Выбранный текст →
# # # #

Текущая страница: 2 (всего у книги 7 страниц) [доступный отрывок для чтения: 2 страниц]
И «Заклинание», и «Для берегов отчизны дальной…» написаны четырёхстопным ямбом. Тексты этих сочинений А. С. Пушкин разделил на три строфы из двух четверостиший каждая. Такая большая строфа даёт возможность поэту в «Заклинании» развивать мысль, но главное, не останавливать своё безумие – бурю своих чувств. Поэт стремится убедить судьбу, заставить вернуть ему возлюбленную, хотя бы её тень. А что будет с ним, ему всё равно: соединиться с ней – его, пусть ужасная, мистическая, но единственная цель, ставшая как будто бы целью всей его жизни.
А в «Для берегов отчизны дальной…» – тоже в трёх строфах-и мистика попытки победить смерть, и реальная мука невозможности остановить роковое событие, и реальное большое чувство любви. Но каждая строфа – акт драматического действия. Чем вызван такой острый, порой на пределе по накалу страсти драматизм стихотворения, ставшего романсом Александра Бородина? Конечно, конфликтами. Во-первых, конфликтом между влюблёнными. Она «для берегов отчизны дальной» «покидает край чужой», её желание вновь увидеть родину понятно: она, как потом открылось, смертельно больна. Для него расставание невыносимо: оно для любящего – долго длящееся время, «час незабвенный, час печальный», и герой плачет перед ней. Но он начинает и активно действовать: старается «хладеющими руками» «удержать» свою любовь, «томленья страшного разлуки» и его стон «молил не прерывать». Да, конфликт для любящих очень серьёзный, он рождает трагизм дальнейших событий, которые для нас даются в воспоминании героя, а тогда для него были страшной реальностью. Всё это в первой строфе стихотворения, но в ней уже намечен и другой конфликт: лирический герой предчувствует смерть возлюбленной и начинает, невидимо как бы вначале, активно противостоять смерти – он хочет «удержать» не уезжающую подругу, а саму жизнь. И это главный конфликт произведения: борьба жизни и смерти – борьба скоротечной жизни человека и великого Времени.

# # # #

Фрагмент набора данных →
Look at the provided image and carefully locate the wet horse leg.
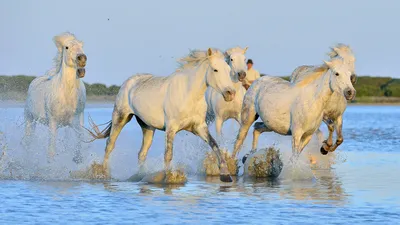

# # # #

Задания →
[A] Согласуются ли с выбранным текстом следующие утверждения: (i) оба стихотворения написаны четырёхстопным ямбом; (ii) каждое из двух стихотворений Пушкин разделил на четыре строфы; (iii) стихотворение «Для берегов отчизны дальной…» стало романсом Михаила Глинки? Для каждого утверждения ответьте «да» или «нет» и приведите в точной цитате решающие слова текста.
[B] Пожалуйста, перепечатайте часть выбранного текста: начните со слов «Текущая страница: 2» и остановитесь после слов «всей его жизни.».

Ответы к заданиям →
[A]
(i) Да: "И «Заклинание», и «Для берегов отчизны дальной…» написаны четырёхстопным ямбом."
(ii) Нет: "Тексты этих сочинений А. С. Пушкин разделил на три строфы из двух четверостиший каждая."
(iii) Нет: "ставшего романсом Александра Бородина"

[B]
Текущая страница: 2 (всего у книги 7 страниц) [доступный отрывок для чтения: 2 страниц]
И «Заклинание», и «Для берегов отчизны дальной…» написаны четырёхстопным ямбом. Тексты этих сочинений А. С. Пушкин разделил на три строфы из двух четверостиший каждая. Такая большая строфа даёт возможность поэту в «Заклинании» развивать мысль, но главное, не останавливать своё безумие – бурю своих чувств. Поэт стремится убедить судьбу, заставить вернуть ему возлюбленную, хотя бы её тень. А что будет с ним, ему всё равно: соединиться с ней – его, пусть ужасная, мистическая, но единственная цель, ставшая как будто бы целью всей его жизни.